Brano del documento:
====

Ammesse le prove richieste dalle parti con ordinanza resa ai sensi dell’art.495 c.p.p., all’udienza di data 6 marzo 2023 si procedeva all’esame di St.An.; all’udienza del 8 maggio 2023 si procedeva all’esame di Ma.Lu., Al.Gi.; con il consenso delle parti veniva acquisito il verbale di sit rese da Zi.St. e Al.Gi..
All’udienza del 3 luglio 2023 si procedeva all’esame di Pa.Gi., Di.Ma., Ca.Ni.; all’udienza del 11 settembre 2023 si procedeva all’esame dell’imputato e di Lu.Fa., Cu.Ca.. Dichiarata chiusa l’istruttoria dibattimentale ed utilizzabili ai fini della decisione gli atti acquisiti al fascicolo del dibattimento, all’udienza del 23 ottobre 2023 le parti discutevano la causa concludendo come da verbale di udienza ed il Tribunale pronunciava sentenza come da dispositivo.

====

Dati forniti:
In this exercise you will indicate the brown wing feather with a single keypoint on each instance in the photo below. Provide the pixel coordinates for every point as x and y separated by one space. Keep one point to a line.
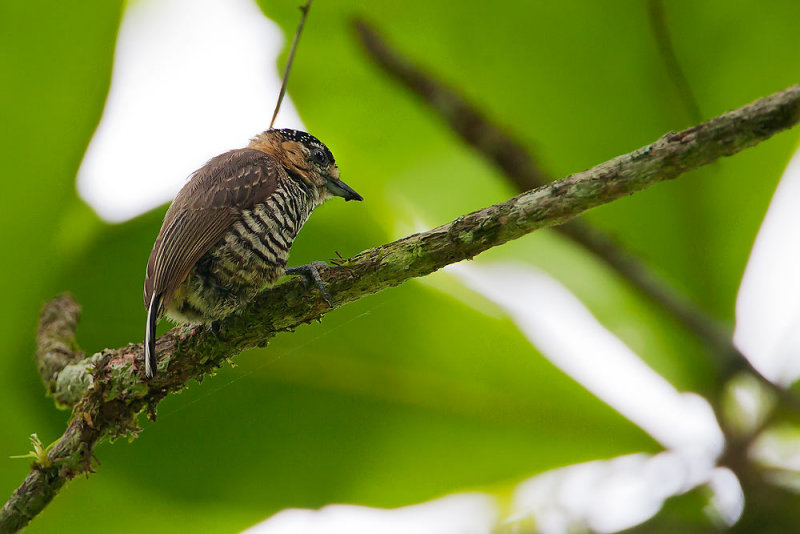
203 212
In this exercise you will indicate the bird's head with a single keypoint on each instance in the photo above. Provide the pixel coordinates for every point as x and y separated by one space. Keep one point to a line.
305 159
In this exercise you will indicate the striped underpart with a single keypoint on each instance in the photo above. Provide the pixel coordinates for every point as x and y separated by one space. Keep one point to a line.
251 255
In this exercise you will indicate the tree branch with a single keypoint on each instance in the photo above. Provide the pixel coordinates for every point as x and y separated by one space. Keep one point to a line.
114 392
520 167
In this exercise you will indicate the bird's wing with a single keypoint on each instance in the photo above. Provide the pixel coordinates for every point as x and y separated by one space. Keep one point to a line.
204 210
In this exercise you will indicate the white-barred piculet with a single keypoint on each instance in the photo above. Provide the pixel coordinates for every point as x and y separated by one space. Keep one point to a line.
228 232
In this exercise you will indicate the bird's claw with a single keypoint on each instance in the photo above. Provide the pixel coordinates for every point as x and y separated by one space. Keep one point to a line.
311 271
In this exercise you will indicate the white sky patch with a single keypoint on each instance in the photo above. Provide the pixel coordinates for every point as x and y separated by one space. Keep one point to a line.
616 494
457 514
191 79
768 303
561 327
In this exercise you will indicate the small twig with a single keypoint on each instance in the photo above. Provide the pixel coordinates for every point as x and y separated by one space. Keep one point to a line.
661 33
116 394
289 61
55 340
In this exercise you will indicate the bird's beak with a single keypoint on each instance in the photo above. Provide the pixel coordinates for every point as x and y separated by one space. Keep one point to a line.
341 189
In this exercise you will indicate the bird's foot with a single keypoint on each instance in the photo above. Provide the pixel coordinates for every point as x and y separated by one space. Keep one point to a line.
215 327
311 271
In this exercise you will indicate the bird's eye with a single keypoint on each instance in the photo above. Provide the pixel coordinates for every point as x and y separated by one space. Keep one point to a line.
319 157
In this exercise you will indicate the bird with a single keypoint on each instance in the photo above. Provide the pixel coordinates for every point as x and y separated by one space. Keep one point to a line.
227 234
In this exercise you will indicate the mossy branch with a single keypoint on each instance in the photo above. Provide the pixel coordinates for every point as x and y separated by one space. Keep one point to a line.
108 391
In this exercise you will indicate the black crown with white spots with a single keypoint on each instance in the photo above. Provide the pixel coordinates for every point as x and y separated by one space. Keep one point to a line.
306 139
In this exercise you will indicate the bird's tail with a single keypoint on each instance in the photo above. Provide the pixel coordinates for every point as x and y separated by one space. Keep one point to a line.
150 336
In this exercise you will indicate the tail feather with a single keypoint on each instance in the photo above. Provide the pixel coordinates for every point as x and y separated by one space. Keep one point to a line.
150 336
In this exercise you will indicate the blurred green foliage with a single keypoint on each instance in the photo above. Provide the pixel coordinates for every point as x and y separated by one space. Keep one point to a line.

====

Consegna 1: Trascrivi dal brano sulle udienze del processo tutto ciò che va da "Ammesse le prove" fino a "come da dispositivo.".
Consegna 2: Secondo il brano sulle udienze del processo, in quale udienza le parti discutevano la causa?

Risposta 1:
Ammesse le prove richieste dalle parti con ordinanza resa ai sensi dell’art.495 c.p.p., all’udienza di data 6 marzo 2023 si procedeva all’esame di St.An.; all’udienza del 8 maggio 2023 si procedeva all’esame di Ma.Lu., Al.Gi.; con il consenso delle parti veniva acquisito il verbale di sit rese da Zi.St. e Al.Gi..
All’udienza del 3 luglio 2023 si procedeva all’esame di Pa.Gi., Di.Ma., Ca.Ni.; all’udienza del 11 settembre 2023 si procedeva all’esame dell’imputato e di Lu.Fa., Cu.Ca.. Dichiarata chiusa l’istruttoria dibattimentale ed utilizzabili ai fini della decisione gli atti acquisiti al fascicolo del dibattimento, all’udienza del 23 ottobre 2023 le parti discutevano la causa concludendo come da verbale di udienza ed il Tribunale pronunciava sentenza come da dispositivo.

Risposta 2: Nell'udienza del 23 ottobre 2023.